● AUFGABE A:
Welche Städte nannte die belangte Behörde laut Lesetext als innerstaatliche Fluchtalternative für den Beschwerdeführer?
● AUFGABE B:
Schreiben Sie den Abschnitt des Lesetexts von „5. Hiegegen wurde“ bis einschließlich „in Afghanistan seien.“ wortgetreu ab.
**** LESETEXT
In der Begründung wertete die belangte Behörde die Fluchtgründe des Beschwerdeführers als gänzlich unglaubhaft. Hinsichtlich der Herkunftsprovinz Ghazni wurde von einer volatilen Sicherheitslage ausgegangen, dem Beschwerdeführer stehe aber eine innerstaatliche Fluchtalternative in Kabul oder Mazar-e Sharif zur Verfügung.

5. Hiegegen wurde innerhalb offener Frist Rechtsmittel erhoben. In der Begründung wurde auf die Zugehörigkeit des Beschwerdeführers zur ethnischen Minderheit der Hazara ohne Glaubensbekenntnis hingewiesen. Der Beschwerdeführer sei in Afghanistan einer "massiven Gefährdung der religiösen und somit asylrelevanten Verfolgung iSd GFK 1951 ausgesetzt, da er sich als konfessionsloser Hazara erlaubt hat, sich in seiner streng muslimischen Heimat über die in Afghanistan vorherrschende Religion nichts wissend bzw. ablehnend zu äußern".

Auch eine innerstaatliche Fluchtalternative stehe dem Beschwerdeführer, einem jungen Hazara ohne familiäre Unterstützung, nicht zur Verfügung, da die Vertreter seiner ethnischen Minderheit immer noch Opfer gezielter Attacken, Verfolgungen und Ermordungen seitens der verschiedensten militanten Gruppierungen und privaten Akteure in Afghanistan seien.
********
**** DATEN
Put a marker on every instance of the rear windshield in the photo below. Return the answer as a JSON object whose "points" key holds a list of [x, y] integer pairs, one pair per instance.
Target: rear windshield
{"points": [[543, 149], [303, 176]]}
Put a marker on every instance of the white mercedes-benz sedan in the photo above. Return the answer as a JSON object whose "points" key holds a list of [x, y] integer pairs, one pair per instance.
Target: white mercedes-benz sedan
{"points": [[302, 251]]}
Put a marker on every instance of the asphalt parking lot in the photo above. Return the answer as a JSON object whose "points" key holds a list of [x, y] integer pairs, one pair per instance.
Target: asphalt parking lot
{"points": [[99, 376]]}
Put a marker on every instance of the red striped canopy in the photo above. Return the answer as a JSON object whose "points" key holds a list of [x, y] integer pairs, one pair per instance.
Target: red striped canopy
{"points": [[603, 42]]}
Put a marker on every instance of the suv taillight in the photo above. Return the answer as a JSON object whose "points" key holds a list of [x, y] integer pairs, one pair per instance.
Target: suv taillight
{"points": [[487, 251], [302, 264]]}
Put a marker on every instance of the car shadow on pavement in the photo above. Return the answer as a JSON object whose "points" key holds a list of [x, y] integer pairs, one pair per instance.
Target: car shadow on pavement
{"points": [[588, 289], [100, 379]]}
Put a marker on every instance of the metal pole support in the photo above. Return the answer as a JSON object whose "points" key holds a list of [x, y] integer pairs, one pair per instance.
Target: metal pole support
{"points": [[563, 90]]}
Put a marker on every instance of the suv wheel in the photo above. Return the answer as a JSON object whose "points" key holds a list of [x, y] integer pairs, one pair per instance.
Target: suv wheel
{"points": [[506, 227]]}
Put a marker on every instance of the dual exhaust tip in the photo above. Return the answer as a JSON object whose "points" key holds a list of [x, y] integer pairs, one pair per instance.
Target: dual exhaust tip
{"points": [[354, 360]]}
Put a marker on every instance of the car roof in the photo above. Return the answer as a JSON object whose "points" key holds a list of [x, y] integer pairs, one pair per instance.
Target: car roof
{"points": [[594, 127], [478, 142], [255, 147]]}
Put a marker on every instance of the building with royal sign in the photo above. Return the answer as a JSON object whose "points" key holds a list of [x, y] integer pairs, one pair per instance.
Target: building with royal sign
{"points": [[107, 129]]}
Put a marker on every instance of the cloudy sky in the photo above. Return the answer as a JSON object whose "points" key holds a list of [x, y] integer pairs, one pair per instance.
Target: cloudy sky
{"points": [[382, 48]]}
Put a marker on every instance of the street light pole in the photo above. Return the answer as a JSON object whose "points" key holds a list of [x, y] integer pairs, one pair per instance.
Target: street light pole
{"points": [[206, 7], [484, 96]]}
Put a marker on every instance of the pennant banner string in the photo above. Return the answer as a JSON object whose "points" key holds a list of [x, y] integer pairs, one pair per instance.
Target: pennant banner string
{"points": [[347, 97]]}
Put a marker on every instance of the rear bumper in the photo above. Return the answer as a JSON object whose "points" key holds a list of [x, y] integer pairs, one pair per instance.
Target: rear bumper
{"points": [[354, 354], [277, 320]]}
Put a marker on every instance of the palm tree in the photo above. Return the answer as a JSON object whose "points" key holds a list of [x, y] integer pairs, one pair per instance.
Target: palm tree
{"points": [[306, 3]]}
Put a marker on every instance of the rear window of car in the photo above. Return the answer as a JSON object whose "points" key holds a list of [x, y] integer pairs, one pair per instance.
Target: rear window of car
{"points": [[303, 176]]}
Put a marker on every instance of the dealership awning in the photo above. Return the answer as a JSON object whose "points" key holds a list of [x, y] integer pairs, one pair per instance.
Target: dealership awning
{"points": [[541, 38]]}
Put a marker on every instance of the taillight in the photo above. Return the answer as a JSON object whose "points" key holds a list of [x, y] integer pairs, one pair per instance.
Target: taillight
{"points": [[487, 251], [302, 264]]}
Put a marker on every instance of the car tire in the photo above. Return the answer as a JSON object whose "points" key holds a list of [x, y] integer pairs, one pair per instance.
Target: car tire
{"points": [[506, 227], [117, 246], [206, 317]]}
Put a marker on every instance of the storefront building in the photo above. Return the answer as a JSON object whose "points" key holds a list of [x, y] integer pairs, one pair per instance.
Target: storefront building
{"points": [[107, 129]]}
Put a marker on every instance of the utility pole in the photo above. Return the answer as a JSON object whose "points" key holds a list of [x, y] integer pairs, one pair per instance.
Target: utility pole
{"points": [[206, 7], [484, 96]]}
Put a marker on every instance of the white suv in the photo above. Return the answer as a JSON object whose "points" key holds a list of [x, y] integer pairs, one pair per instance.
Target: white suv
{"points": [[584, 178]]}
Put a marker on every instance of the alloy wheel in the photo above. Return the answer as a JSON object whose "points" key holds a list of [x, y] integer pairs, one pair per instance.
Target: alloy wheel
********
● ERGEBNIS A:
Die belangte Behörde nannte Kabul oder Mazar-e Sharif.

● ERGEBNIS B:
5. Hiegegen wurde innerhalb offener Frist Rechtsmittel erhoben. In der Begründung wurde auf die Zugehörigkeit des Beschwerdeführers zur ethnischen Minderheit der Hazara ohne Glaubensbekenntnis hingewiesen. Der Beschwerdeführer sei in Afghanistan einer "massiven Gefährdung der religiösen und somit asylrelevanten Verfolgung iSd GFK 1951 ausgesetzt, da er sich als konfessionsloser Hazara erlaubt hat, sich in seiner streng muslimischen Heimat über die in Afghanistan vorherrschende Religion nichts wissend bzw. ablehnend zu äußern".

Auch eine innerstaatliche Fluchtalternative stehe dem Beschwerdeführer, einem jungen Hazara ohne familiäre Unterstützung, nicht zur Verfügung, da die Vertreter seiner ethnischen Minderheit immer noch Opfer gezielter Attacken, Verfolgungen und Ermordungen seitens der verschiedensten militanten Gruppierungen und privaten Akteure in Afghanistan seien.